» **What is needed**: Copy out every line from the one containing "Compliance review: the paved highway" down to the end of the records, and shift each bounding-box coordinate in the answers by adding 125 to it. Leave every other line as it is, including the sample JSON that precedes each answer.

» **Items**:
___

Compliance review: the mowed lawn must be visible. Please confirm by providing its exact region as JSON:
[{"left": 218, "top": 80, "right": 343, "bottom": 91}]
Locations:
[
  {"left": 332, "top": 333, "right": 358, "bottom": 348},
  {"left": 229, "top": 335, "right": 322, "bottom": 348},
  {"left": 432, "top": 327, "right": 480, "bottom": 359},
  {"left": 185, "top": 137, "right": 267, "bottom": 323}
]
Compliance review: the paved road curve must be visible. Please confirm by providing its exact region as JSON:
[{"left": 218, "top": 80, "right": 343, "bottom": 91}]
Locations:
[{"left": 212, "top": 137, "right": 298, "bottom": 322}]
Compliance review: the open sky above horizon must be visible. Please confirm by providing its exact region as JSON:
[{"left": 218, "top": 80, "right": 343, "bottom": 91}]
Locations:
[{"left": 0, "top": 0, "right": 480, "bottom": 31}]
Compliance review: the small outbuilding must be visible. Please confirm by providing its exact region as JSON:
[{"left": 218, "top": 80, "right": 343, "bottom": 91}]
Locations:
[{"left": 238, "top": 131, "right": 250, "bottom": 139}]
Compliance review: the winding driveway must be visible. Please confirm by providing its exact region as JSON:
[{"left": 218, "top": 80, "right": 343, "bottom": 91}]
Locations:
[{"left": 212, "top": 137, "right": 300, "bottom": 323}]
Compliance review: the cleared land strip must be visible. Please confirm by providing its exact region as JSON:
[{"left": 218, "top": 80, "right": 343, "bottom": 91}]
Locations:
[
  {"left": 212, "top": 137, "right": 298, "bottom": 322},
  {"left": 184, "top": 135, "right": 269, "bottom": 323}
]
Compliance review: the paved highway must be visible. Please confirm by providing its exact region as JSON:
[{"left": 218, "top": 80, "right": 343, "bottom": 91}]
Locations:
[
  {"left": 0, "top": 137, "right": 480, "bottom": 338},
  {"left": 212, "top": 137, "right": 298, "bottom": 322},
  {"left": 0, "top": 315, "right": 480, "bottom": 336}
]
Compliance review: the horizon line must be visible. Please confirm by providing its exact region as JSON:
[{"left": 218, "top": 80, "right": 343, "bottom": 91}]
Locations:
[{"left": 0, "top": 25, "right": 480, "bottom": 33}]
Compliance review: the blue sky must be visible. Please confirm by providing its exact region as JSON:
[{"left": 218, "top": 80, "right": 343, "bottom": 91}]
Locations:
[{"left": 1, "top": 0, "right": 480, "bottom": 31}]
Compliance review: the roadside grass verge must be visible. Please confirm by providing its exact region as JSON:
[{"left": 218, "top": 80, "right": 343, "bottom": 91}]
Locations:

___

» **Completed task**:
Compliance review: the paved highway must be visible. Please confirm by providing its exact region as JSON:
[{"left": 218, "top": 80, "right": 343, "bottom": 91}]
Locations:
[
  {"left": 125, "top": 262, "right": 605, "bottom": 463},
  {"left": 337, "top": 262, "right": 423, "bottom": 447},
  {"left": 125, "top": 440, "right": 605, "bottom": 461}
]
Compliance review: the horizon line must be visible. Please confirm by providing its exact region as JSON:
[{"left": 218, "top": 80, "right": 343, "bottom": 91}]
Locations:
[{"left": 125, "top": 150, "right": 605, "bottom": 158}]
Compliance review: the blue sky must be visible. Please confirm by providing its exact region as JSON:
[{"left": 218, "top": 80, "right": 343, "bottom": 91}]
Locations:
[{"left": 126, "top": 125, "right": 605, "bottom": 156}]
Compliance review: the roadside grass verge must be visible. Please confirm by providing its exact region as JSON:
[{"left": 218, "top": 80, "right": 343, "bottom": 91}]
Locations:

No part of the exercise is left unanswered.